[What to produce] What interest rate does the promissory note set for past due amounts?

[Text provided]
EX-10 3 exhibit1.htm EXHIBIT 10.1 Prime-Libor.rzs

EXHIBIT 10.1

PROMISSORY NOTE

$60,000,000

New York, New York
October 7, 2002

     FOR VALUE RECEIVED, Burlington Coat Factory Warehouse Corporation (the "Borrower"), HEREBY PROMISES TO PAY to the order of JPMORGAN CHASE BANK (the "Bank"), at its offices located at 1411 Broadway, 5th Floor, New York, NY 100018, or at such other place as the Bank or any holder hereof may from time to time designate, the principal sum of sixty million DOLLARS ($60,000), or such lesser amount as may constitute the outstanding balance hereof, in lawful money of the United States, on the earlier of (i) December 15, 2002 ("Termination Date") or (ii) the date set forth in Grid Schedule hereto as the maturity date for each Loan (as hereinafter defined) made hereunder ("Maturity Date"), (or earlier as hereinafter referred to), and to pay interest in like money at such office or place from the date hereof on the unpaid principal balance of each Loan (as hereinafter defined) made hereunder at a rate equal to the Applicable Interest Rate (as hereinafter defined and computed on the basis of the actual number of days elapsed on the basis of a 360-day year) for such Loan, which shall be payable on the last day of the Interest Period relating to such Loan and, if such Interest Period is greater than three (3) months, at three (3) month intervals after such Loan is made, until such Loan shall be due and payable (whether at maturity, by acceleration or otherwise) and thereafter, on demand. Interest on any past due amount, whether at the due date thereof or by acceleration or upon default, shall be payable at a rate two percent (2%) per annum above the Bank's Prime Rate which rate shall be computed for actual number of days elapsed on the basis of a 360-day year and shall be adjusted as of the date of each such change, but in no event higher than the maximum permitted under applicable law. "Prime Rate" shall mean the rate of interest as is publicly announced at the Bank's principal office from time to time as its Prime Rate.

     Interest/Grid Schedule

     The Bank is authorized to enter on the Grid Schedule attached hereto (i) the amount of each Loan made from time to time hereunder, (ii) the date on which each Loan is made, (iii) the date on which each Loan shall be due and payable to the Bank which in no event shall be later than the Termination Date, (iv) the interest rate agreed between the Borrower and the Bank as the interest rate to be paid to the Bank on each Loan (each such rate, the "Applicable Interest Rate"), which rate, at the Borrower's option in accordance herewith, shall be at (a) the Prime Rate (the "Prime Rate Loan(s)"), or (b) the Adjusted Eurodollar Rate (as hereafter defined) plus 0.75% (the "Eurodollar Loan"), (v) the amount of each payment made hereunder, and (vi) the outstanding principal balance of the Loans hereunder from time to time, all of which entries, in the absence of manifest error, shall be rebuttably presumed correct and binding on the Borrower; provided, however, that the failure of the Bank to make any such entries shall not relieve the Borrower from its obligation to pay any amount due hereunder.

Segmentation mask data

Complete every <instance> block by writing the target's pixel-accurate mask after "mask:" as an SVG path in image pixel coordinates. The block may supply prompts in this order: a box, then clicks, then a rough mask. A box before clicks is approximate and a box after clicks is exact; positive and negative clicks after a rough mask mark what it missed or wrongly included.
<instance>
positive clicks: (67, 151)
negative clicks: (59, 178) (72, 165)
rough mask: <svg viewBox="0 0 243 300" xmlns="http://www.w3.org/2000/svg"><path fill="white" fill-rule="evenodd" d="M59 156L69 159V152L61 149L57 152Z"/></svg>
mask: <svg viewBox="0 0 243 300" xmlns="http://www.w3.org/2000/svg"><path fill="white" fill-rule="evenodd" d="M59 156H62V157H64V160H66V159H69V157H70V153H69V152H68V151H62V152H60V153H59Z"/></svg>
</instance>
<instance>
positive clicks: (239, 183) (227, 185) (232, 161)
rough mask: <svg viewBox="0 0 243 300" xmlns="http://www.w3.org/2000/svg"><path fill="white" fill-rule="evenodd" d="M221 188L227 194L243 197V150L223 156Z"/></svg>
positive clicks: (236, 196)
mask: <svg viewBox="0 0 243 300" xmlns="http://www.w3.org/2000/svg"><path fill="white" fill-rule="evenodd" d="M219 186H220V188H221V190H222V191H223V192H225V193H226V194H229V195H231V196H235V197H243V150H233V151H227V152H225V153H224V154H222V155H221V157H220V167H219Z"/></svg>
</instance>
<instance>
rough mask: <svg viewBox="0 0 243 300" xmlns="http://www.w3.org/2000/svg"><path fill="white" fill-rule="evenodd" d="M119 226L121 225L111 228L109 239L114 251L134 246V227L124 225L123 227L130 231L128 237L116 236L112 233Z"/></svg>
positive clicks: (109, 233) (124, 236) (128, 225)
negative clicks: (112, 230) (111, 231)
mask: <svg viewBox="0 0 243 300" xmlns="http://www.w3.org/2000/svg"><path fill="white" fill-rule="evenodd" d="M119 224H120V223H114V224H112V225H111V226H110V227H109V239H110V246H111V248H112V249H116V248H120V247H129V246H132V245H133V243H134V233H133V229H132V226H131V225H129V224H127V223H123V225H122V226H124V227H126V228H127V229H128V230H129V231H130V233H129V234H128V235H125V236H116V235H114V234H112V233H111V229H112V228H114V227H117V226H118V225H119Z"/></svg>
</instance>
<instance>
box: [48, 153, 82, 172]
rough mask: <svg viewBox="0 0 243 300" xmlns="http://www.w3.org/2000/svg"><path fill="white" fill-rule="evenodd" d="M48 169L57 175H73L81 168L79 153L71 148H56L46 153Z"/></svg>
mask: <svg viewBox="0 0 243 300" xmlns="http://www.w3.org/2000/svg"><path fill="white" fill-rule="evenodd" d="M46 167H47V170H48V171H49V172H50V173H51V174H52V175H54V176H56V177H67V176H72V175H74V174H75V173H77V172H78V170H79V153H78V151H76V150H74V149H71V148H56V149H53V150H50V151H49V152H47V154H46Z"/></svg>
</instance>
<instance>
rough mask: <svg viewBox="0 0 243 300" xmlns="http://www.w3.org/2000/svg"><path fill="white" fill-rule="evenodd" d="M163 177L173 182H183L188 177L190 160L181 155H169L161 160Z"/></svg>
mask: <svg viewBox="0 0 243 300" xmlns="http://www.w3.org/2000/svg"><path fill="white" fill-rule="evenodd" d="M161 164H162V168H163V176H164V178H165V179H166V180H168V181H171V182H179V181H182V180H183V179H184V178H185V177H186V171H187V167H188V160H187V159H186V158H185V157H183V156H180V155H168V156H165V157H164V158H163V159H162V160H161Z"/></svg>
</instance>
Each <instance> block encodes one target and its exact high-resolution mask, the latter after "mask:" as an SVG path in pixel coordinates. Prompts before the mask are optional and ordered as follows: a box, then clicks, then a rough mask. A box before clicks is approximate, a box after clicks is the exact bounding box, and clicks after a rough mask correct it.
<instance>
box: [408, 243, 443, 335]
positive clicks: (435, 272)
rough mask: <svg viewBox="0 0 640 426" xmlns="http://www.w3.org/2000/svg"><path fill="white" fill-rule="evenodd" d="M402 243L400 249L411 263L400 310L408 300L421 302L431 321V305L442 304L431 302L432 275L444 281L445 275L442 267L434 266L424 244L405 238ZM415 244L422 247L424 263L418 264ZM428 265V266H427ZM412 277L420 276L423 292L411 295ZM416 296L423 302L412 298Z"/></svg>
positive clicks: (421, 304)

[Solution for this task] Two percent (2%) per annum above the Bank's Prime Rate, but in no event higher than the maximum permitted under applicable law.